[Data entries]
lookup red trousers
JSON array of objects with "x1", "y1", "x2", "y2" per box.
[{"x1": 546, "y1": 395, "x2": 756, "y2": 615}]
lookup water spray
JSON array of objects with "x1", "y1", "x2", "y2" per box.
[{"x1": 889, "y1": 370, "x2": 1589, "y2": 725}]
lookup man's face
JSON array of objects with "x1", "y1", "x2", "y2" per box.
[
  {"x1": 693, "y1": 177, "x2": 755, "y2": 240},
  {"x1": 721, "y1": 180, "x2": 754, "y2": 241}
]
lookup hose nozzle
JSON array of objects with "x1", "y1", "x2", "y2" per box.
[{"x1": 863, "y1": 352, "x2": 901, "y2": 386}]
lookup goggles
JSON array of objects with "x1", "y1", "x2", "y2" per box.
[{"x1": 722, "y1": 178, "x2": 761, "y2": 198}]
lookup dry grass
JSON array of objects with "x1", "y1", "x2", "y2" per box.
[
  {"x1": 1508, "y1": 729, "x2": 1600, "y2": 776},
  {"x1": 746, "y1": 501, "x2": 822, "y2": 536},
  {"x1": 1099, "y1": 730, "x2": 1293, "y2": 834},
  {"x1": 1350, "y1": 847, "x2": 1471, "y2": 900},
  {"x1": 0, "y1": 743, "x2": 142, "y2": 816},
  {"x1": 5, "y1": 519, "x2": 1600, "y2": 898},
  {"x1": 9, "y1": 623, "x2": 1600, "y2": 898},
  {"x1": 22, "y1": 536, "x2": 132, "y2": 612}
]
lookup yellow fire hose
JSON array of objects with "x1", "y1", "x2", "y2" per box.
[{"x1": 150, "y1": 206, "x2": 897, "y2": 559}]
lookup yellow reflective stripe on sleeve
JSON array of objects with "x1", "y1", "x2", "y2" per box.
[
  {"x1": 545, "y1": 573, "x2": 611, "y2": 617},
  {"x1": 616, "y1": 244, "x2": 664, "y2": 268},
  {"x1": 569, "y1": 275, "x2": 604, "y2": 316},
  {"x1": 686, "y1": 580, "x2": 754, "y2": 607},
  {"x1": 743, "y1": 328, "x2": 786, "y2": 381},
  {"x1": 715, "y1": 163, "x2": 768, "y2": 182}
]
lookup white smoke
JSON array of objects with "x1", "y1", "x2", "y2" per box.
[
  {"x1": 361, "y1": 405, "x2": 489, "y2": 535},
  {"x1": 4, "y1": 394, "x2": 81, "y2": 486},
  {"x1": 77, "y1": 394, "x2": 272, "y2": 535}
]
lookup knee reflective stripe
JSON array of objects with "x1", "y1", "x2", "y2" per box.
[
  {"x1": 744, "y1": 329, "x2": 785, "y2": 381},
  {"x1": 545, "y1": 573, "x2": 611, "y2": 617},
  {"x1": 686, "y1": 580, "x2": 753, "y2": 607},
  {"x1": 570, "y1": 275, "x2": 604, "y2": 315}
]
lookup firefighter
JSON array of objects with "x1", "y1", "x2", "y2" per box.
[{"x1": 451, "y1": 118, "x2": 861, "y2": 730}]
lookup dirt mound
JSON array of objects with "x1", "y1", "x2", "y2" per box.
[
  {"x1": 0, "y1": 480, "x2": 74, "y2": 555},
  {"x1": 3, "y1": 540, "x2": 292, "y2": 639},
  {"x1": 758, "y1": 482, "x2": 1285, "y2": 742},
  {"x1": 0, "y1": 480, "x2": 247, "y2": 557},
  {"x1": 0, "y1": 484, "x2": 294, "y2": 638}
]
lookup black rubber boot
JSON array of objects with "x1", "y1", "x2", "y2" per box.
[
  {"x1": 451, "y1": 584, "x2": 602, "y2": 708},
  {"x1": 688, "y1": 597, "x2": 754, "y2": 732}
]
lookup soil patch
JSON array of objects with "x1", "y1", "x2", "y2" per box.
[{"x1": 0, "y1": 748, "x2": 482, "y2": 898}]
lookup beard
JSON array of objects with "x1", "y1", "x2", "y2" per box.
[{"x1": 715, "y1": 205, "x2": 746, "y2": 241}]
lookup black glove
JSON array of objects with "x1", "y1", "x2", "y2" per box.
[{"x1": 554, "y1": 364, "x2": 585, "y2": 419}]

What the task asks: Restate the records word for word, keeping every line.

Expected answer:
lookup red trousers
JSON array of objects with "x1", "y1", "x2", "y2" per box.
[{"x1": 546, "y1": 395, "x2": 756, "y2": 615}]
lookup water spray
JSON array of objects with "x1", "y1", "x2", "y2" per box.
[{"x1": 889, "y1": 370, "x2": 1589, "y2": 725}]
lookup man's face
JSON array of objects with "x1", "y1", "x2", "y2" per box.
[
  {"x1": 693, "y1": 177, "x2": 755, "y2": 240},
  {"x1": 721, "y1": 180, "x2": 754, "y2": 241}
]
lookup hose nozzle
JSON array of objects with "x1", "y1", "x2", "y2" per box.
[{"x1": 863, "y1": 352, "x2": 901, "y2": 386}]
lookup goggles
JSON array of objects with "x1", "y1", "x2", "y2" per box.
[{"x1": 722, "y1": 178, "x2": 761, "y2": 198}]
lookup dry grass
JSON array of objects with "x1", "y1", "x2", "y2" per box.
[
  {"x1": 1508, "y1": 729, "x2": 1600, "y2": 776},
  {"x1": 746, "y1": 501, "x2": 822, "y2": 536},
  {"x1": 1099, "y1": 730, "x2": 1293, "y2": 834},
  {"x1": 1350, "y1": 847, "x2": 1471, "y2": 900},
  {"x1": 0, "y1": 743, "x2": 142, "y2": 816},
  {"x1": 5, "y1": 519, "x2": 1600, "y2": 898},
  {"x1": 9, "y1": 623, "x2": 1600, "y2": 898},
  {"x1": 22, "y1": 536, "x2": 132, "y2": 612}
]
lookup yellow fire hose
JSON array of objects with "x1", "y1", "x2", "y2" per box.
[{"x1": 150, "y1": 206, "x2": 897, "y2": 559}]
lookup yellow reflective stripe on sleeve
JSON array of objects with "x1", "y1", "x2", "y2" per box.
[
  {"x1": 545, "y1": 573, "x2": 611, "y2": 617},
  {"x1": 616, "y1": 244, "x2": 664, "y2": 268},
  {"x1": 569, "y1": 275, "x2": 604, "y2": 316},
  {"x1": 686, "y1": 580, "x2": 754, "y2": 607},
  {"x1": 743, "y1": 328, "x2": 786, "y2": 381},
  {"x1": 715, "y1": 163, "x2": 768, "y2": 182}
]
lookup white smoke
JSON array of objects with "x1", "y1", "x2", "y2" per box.
[
  {"x1": 361, "y1": 405, "x2": 489, "y2": 535},
  {"x1": 4, "y1": 394, "x2": 81, "y2": 486},
  {"x1": 77, "y1": 394, "x2": 272, "y2": 535}
]
lookup knee reflective stripe
JSON array of objects with "x1", "y1", "x2", "y2" per box.
[
  {"x1": 744, "y1": 329, "x2": 785, "y2": 381},
  {"x1": 545, "y1": 573, "x2": 611, "y2": 617},
  {"x1": 686, "y1": 580, "x2": 753, "y2": 607},
  {"x1": 570, "y1": 275, "x2": 604, "y2": 315}
]
lookup firefighter
JSON array of objects with "x1", "y1", "x2", "y2" per box.
[{"x1": 451, "y1": 118, "x2": 861, "y2": 730}]
lookup dirt mound
JSON array of objects with "x1", "y1", "x2", "y2" per box.
[
  {"x1": 0, "y1": 480, "x2": 74, "y2": 555},
  {"x1": 3, "y1": 540, "x2": 292, "y2": 639},
  {"x1": 758, "y1": 482, "x2": 1285, "y2": 742},
  {"x1": 0, "y1": 480, "x2": 247, "y2": 557},
  {"x1": 0, "y1": 484, "x2": 294, "y2": 638}
]
lookup black rubber boot
JSON array of objects with "x1", "y1", "x2", "y2" per box.
[
  {"x1": 451, "y1": 584, "x2": 602, "y2": 708},
  {"x1": 688, "y1": 597, "x2": 754, "y2": 732}
]
lookup soil patch
JSON array of objects with "x1", "y1", "x2", "y2" per box.
[{"x1": 0, "y1": 748, "x2": 482, "y2": 898}]
lookup beard
JSON array of objects with "x1", "y1", "x2", "y2" per box.
[{"x1": 715, "y1": 205, "x2": 746, "y2": 241}]
lookup black glove
JSON array of objects with "x1", "y1", "x2", "y2" per box.
[{"x1": 554, "y1": 364, "x2": 585, "y2": 419}]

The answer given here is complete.